Merkel stellt sich hinter Juncker

Brüssel · Tagelang hat sich Bundeskanzlerin Angela Merkel (CDU) zurückgehalten und sich nicht für Jean-Claude Juncker als EU-Präsidenten ausgesprochen. Nun hat sie sich entschieden: Juncker soll ihre Rückendeckung haben.

Drei Tage lang musste Bundeskanzlerin Angela Merkel nach ihrem mitternächtlichen Auftritt am Ende des EU-Gipfels in Brüssel schwere Vorwürfe über sich ergehen lassen. Am Freitag zog sie Konsequenzen und stellte sich eindeutig hinter Jean-Claude Juncker als Chef der neuen Brüsseler Kommission. Als sie auf dem Katholikentag in Regensburg auf ihre Äußerungen in Brüssel, mit denen sie sich von dem siegreichen Spitzenkandidaten der Konservativen distanziert hatte, angesprochen wurde, sagte sie: "Deshalb führe ich jetzt alle Gespräche genau in diesem Geiste, dass Jean-Claude Juncker auch Präsident der Europäischen Kommission werden sollte." Die Klarstellung kommt einem Rückzug vom Rückzug gleich. Nicht nur die deutschen Sozialdemokraten hatten seit Mittwoch von massivem Wahlbetrug gesprochen. Auch aus den eigenen Reihen und dem Europäischen Parlament war Juncker gegen den Versuch in Schutz genommen worden, eventuell doch noch ausgetauscht zu werden. So warnte der bisherige Vorsitzende des Auswärtigen Ausschusses in der europäischen Volksvertretung, Elmar Brok (CDU), die Staats- und Regierungschef, den Wählerwillen zu "missachten". Zwar muss Juncker nun erst noch eine Mehrheit im Straßburger Parlament hinter sich bekommen und auch im Kreis der Staats- und Regierungschefs eine qualifizierte Mehrheit erreichen. Dies aber scheint inzwischen tatsächlich immer wahrscheinlicher, nachdem in letzten Tagen auch sozialdemokratische Regierungschefs wie beispielsweise der österreichische Bundeskanzler Werner Faymann offen für Juncker Partei ergriffen hatten. Dennoch hieß es am Freitag, EU-Ratspräsident Herman Van Rompuy wolle in den kommenden Wochen "alles versuchen", damit der EU-Gipfel Ende Juni eine "größtmögliche Mehrheit, wenn möglich Einstimmigkeit" für einen Kandidaten herstelle. Das dürfte jedoch nicht einfach werden.

Gespeicherte Einträge:
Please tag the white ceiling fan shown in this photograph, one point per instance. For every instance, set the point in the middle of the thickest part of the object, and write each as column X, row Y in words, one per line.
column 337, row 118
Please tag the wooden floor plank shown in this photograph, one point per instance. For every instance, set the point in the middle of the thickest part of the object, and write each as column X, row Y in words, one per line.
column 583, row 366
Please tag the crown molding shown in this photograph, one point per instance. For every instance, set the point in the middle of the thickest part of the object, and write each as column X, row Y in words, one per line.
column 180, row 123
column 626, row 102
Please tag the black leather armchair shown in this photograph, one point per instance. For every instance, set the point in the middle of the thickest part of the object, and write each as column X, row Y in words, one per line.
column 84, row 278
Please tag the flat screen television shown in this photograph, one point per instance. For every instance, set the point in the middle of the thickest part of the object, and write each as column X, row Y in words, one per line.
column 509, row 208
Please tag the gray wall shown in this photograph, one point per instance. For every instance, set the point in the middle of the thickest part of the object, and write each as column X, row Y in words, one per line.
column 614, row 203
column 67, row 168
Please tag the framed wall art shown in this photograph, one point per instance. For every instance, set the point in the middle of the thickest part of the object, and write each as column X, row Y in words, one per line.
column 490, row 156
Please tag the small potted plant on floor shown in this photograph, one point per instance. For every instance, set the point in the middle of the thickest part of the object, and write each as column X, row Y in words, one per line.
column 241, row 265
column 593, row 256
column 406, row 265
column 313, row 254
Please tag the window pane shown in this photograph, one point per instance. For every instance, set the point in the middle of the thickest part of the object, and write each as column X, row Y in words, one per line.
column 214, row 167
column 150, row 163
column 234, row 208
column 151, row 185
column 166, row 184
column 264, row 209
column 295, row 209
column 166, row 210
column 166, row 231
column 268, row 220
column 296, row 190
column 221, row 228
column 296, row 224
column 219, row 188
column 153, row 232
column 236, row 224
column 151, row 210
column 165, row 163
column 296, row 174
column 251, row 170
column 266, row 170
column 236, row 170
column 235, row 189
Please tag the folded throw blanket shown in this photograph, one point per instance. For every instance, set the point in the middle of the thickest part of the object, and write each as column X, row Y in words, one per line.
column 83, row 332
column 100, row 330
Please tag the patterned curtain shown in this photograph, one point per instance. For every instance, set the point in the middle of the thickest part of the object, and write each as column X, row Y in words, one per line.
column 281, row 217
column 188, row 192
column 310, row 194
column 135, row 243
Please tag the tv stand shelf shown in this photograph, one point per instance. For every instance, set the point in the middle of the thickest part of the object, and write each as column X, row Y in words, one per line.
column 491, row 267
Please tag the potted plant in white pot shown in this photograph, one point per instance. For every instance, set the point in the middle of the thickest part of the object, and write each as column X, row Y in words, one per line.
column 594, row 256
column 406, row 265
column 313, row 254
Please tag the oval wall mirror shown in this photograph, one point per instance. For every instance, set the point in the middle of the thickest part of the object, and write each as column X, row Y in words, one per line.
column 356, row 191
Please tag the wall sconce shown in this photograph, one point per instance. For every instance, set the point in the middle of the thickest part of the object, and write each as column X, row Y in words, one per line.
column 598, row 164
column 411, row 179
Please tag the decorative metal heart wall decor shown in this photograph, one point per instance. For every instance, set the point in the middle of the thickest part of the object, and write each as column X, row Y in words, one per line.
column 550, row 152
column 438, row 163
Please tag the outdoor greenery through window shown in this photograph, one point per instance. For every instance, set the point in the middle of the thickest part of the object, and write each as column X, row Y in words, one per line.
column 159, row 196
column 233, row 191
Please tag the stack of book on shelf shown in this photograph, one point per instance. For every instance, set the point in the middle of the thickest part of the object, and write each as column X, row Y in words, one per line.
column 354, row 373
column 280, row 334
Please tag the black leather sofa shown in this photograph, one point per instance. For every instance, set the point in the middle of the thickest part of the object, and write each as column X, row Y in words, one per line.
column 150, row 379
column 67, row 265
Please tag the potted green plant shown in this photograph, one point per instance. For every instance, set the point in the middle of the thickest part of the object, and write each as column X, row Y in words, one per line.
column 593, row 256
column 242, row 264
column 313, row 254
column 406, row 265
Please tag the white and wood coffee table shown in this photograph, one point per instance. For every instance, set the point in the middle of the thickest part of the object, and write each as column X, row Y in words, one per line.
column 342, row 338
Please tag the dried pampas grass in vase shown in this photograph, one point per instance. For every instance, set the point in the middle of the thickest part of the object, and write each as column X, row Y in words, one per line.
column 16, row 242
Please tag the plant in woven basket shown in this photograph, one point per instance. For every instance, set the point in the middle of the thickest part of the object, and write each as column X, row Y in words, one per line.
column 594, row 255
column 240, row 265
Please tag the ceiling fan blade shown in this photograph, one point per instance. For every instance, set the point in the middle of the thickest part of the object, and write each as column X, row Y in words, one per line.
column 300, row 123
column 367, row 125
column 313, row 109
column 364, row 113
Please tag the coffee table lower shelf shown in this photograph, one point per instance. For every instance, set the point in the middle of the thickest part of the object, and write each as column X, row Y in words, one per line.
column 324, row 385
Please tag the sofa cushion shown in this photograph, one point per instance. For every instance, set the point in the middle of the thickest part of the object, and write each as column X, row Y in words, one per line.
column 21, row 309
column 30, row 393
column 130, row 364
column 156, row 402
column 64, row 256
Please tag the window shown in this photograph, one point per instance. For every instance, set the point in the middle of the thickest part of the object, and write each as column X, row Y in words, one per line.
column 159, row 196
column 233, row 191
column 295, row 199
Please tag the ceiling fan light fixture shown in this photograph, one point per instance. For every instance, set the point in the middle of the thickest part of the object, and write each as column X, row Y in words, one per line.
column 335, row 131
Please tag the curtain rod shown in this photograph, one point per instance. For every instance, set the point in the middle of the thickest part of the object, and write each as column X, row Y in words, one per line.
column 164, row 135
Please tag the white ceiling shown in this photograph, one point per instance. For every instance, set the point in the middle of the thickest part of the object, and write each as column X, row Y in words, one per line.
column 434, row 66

**Was zu tun ist**
**A.** Wie lautet der Satz „Am Freitag zog sie Konsequenzen und stellte sich eindeutig hinter Jean-Claude Juncker als Chef der neuen Brüsseler Kommission.“ aus dem Artikel über Merkel und Juncker auf Englisch?
**B.** Schreibe den Artikel über Merkels Rückendeckung für Juncker ab seinem letzten Satz weiter.

**Die Antworten**
**A.** On Friday she drew the consequences and came out clearly in support of Jean-Claude Juncker as head of the new Brussels Commission.

**B.**
Am Dienstag hatten die Regierungschefs aus Großbritannien, den Niederlanden, Schweden und Ungarn unmissverständlich angekündigt, Juncker nicht unterstützen zu wollen. Van Rompuy soll das Problem in den kommenden Wochen lösen und einen Kompromiss vorlegen. Erwartet wird, dass der Belgier ein Paket für alle neu besetzenden Top-Jobs schnürt, das jede der großen Parteienfamilien berücksichtigt.